start Excerpted records

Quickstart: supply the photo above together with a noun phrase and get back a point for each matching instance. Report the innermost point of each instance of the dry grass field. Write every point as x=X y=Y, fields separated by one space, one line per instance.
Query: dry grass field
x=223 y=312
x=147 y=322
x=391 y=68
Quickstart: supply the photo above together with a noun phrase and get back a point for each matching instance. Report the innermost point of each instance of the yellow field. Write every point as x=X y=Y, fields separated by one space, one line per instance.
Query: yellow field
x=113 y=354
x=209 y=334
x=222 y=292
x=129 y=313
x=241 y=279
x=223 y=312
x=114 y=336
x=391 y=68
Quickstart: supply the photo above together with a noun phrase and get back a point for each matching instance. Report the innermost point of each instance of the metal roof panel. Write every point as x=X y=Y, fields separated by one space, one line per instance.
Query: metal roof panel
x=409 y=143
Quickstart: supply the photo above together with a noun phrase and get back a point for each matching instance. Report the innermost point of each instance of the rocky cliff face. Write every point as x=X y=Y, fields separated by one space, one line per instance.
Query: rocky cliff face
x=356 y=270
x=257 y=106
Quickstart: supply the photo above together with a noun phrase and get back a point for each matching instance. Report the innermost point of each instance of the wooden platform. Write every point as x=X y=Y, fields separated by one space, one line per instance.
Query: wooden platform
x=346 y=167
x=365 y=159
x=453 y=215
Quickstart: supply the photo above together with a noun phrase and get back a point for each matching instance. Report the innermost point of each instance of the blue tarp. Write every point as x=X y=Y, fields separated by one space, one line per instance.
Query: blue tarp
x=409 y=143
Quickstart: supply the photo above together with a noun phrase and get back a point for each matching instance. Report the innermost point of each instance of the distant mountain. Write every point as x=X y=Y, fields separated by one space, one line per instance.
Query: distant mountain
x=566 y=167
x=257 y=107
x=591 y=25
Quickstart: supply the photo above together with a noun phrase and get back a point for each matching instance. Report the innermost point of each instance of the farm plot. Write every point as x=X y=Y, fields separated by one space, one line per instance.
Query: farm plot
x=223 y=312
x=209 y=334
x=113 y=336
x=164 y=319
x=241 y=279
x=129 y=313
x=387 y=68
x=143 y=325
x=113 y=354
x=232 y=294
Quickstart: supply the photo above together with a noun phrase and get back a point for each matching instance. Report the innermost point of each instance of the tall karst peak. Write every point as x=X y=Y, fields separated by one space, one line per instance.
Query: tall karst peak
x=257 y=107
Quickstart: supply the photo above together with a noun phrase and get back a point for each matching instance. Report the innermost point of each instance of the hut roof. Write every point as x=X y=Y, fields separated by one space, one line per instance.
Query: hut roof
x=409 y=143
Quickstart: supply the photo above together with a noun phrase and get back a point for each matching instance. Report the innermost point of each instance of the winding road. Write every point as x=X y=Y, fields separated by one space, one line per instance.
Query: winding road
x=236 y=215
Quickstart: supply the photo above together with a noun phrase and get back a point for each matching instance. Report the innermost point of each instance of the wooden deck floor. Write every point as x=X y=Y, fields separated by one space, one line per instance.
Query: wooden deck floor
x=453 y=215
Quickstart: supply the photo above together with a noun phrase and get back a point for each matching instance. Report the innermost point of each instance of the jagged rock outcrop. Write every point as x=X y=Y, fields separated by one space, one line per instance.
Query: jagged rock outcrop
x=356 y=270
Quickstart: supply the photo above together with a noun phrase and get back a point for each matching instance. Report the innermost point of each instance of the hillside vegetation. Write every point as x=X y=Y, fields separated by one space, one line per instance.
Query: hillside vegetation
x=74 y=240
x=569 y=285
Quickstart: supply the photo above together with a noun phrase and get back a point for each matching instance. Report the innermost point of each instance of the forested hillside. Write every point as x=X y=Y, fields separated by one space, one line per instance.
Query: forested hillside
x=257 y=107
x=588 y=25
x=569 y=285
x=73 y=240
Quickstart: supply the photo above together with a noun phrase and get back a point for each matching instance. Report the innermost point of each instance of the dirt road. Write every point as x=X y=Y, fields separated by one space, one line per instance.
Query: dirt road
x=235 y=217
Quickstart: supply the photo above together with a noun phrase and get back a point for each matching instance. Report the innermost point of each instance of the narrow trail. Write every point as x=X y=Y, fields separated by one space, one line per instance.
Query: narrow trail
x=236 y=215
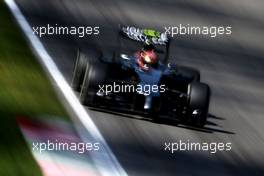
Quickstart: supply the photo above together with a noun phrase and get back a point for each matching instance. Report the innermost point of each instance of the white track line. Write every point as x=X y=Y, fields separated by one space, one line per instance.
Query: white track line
x=104 y=159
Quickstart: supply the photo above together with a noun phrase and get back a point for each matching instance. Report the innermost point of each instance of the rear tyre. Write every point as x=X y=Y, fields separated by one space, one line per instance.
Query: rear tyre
x=199 y=94
x=79 y=70
x=189 y=72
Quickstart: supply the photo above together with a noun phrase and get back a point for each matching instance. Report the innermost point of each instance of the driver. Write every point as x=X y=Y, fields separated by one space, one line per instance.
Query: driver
x=146 y=57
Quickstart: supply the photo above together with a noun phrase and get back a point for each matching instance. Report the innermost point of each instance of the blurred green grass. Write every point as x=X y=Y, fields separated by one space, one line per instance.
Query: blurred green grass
x=24 y=91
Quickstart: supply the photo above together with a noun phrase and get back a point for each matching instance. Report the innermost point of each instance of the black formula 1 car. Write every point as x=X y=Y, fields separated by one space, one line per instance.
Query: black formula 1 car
x=118 y=83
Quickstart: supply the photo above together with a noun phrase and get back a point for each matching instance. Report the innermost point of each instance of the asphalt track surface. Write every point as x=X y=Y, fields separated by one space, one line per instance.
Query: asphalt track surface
x=233 y=66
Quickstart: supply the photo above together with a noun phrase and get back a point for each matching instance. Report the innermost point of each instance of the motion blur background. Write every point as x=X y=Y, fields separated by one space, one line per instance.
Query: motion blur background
x=232 y=65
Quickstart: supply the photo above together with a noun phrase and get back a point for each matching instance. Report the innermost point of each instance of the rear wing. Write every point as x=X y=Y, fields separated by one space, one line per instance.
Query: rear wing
x=138 y=37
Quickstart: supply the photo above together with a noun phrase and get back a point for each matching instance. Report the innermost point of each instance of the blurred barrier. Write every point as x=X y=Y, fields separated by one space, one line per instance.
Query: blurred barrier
x=105 y=160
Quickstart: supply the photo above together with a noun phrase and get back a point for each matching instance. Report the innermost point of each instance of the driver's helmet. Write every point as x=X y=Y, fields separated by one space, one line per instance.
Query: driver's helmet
x=148 y=55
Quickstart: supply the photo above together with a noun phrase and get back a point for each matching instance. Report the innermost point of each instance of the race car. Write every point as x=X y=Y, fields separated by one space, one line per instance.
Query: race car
x=157 y=91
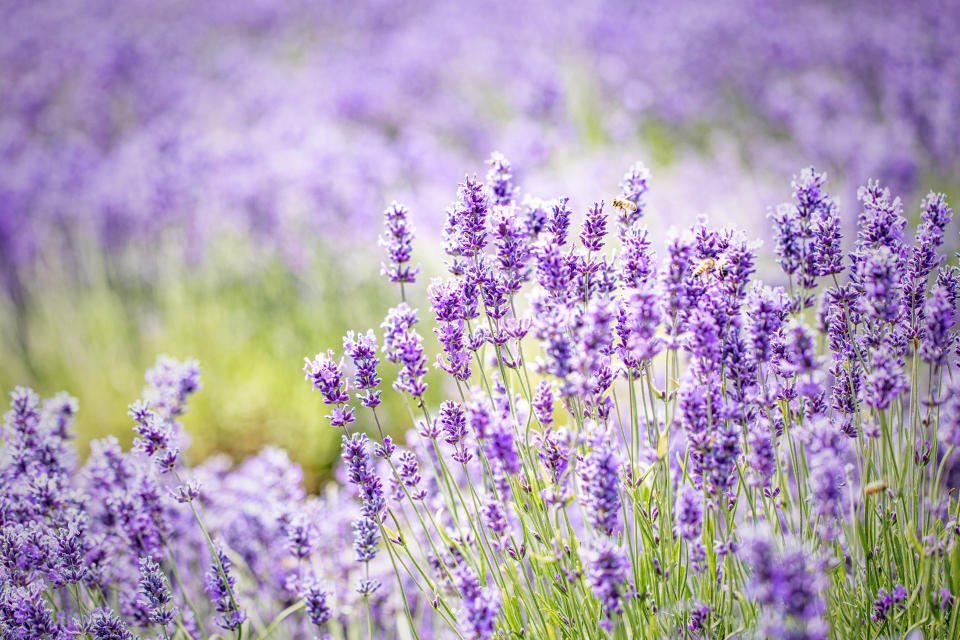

end Excerpted records

● Task statement
Pick out every line of the items that contains the string "distant" and copy each one in full. Case counts.

● The reply
Quickstart: supply the photo above together with a noun phrase and get back a point for each matching instance. Report the innermost point of each instance of the distant mountain. Write every point as x=X y=Y, fields separated by one space, one line per instance.
Query: distant mountain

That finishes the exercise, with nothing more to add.